**Requirement:** Rewrite all of the rows below as one numbered list, leaving out any blank lines.

**Dataset entries:**
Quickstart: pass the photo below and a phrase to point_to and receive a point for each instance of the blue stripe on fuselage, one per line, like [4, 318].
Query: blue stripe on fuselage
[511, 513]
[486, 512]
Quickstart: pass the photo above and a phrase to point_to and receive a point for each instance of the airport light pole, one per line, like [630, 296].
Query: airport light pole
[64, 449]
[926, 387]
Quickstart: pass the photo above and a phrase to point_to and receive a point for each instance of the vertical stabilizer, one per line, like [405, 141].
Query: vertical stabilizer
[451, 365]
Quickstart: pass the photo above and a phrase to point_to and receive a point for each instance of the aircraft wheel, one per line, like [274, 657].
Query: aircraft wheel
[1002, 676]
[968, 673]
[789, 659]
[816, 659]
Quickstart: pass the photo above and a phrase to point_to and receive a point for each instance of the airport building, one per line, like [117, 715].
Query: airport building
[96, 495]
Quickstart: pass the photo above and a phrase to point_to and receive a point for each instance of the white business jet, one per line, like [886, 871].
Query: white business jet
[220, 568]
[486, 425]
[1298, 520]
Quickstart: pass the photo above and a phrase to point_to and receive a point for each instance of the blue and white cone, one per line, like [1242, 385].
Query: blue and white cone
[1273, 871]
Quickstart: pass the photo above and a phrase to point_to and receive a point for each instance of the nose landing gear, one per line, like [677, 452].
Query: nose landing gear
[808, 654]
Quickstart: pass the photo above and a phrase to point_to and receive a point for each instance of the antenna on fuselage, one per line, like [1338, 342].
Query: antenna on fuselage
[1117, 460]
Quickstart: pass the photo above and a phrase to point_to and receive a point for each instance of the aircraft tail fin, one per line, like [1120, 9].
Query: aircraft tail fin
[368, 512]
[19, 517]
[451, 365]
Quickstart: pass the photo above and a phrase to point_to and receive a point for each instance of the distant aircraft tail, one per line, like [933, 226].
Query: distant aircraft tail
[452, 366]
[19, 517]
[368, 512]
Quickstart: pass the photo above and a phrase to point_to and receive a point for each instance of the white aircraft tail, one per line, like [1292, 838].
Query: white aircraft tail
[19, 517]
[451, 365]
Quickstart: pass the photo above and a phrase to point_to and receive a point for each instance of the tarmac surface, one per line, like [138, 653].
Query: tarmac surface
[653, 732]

**Expected output:**
1. Quickstart: pass the photo below and a phrase to point_to and receive a point for each instance of the blue stripe on fuselage, one per line, like [4, 318].
2. Query: blue stripe on fuselage
3. [511, 513]
4. [486, 512]
5. Quickstart: pass the photo above and a phrase to point_to and receive a point for each instance of the airport light pole, one per line, like [630, 296].
6. Query: airport light pole
7. [64, 449]
8. [926, 387]
9. Quickstart: pass the photo above and a phrase to point_to and receive a point for each instance of the vertical stabilizer, one per line, like [405, 141].
10. Query: vertical stabilizer
11. [451, 365]
12. Quickstart: pass the photo above and a phrase to point_to and receive a point for each instance of the aircraft wheel, one per line, like [274, 657].
13. Query: aircraft wheel
14. [1002, 676]
15. [968, 673]
16. [789, 659]
17. [816, 659]
18. Quickstart: pass the photo above and a phrase to point_to and receive a point for each instance of the airport building, one per line, like [117, 715].
19. Query: airport building
20. [96, 495]
21. Quickstart: pass the photo above and a phrase to point_to and receive a point for each instance of the white business jet, one per line, like [886, 871].
22. Query: white business jet
23. [220, 568]
24. [486, 425]
25. [1298, 520]
26. Quickstart: pass the photo above and a phrase to point_to and receive a point for each instance of the blue and white cone, one per line, like [1242, 385].
27. Query: blue and white cone
28. [1273, 871]
29. Quickstart: pass the photo above and a phrase to point_to and receive a point for each instance of the nose landing gear, one per line, like [677, 452].
30. Query: nose landing gear
31. [808, 654]
32. Quickstart: pass the photo above and a phrase to point_to and receive a point for each instance of the antenna on fuselage, one per line, like [1338, 342].
33. Query: antenna on fuselage
34. [1117, 460]
35. Quickstart: pass the photo above and a phrase to point_to and receive a point for each instance of the aircraft tail fin, one per line, like [1120, 9].
36. Query: aircraft tail fin
37. [368, 512]
38. [19, 517]
39. [451, 365]
40. Quickstart: pass the photo above and a phrase to point_to and receive a point for each instance of the distant aircraft tail, one per line, like [933, 226].
41. Query: distant aircraft tail
42. [452, 366]
43. [19, 517]
44. [368, 512]
45. Quickstart: pass the photo above and a phrase to point_to and receive a point for each instance of the white aircraft tail, one per line, like [1292, 838].
46. Query: white aircraft tail
47. [19, 517]
48. [451, 365]
49. Quickstart: pass the photo above and a phrase to point_to and receive a point for each instance of the tarmac surface, one per line, like [138, 653].
50. Query: tarmac surface
51. [653, 732]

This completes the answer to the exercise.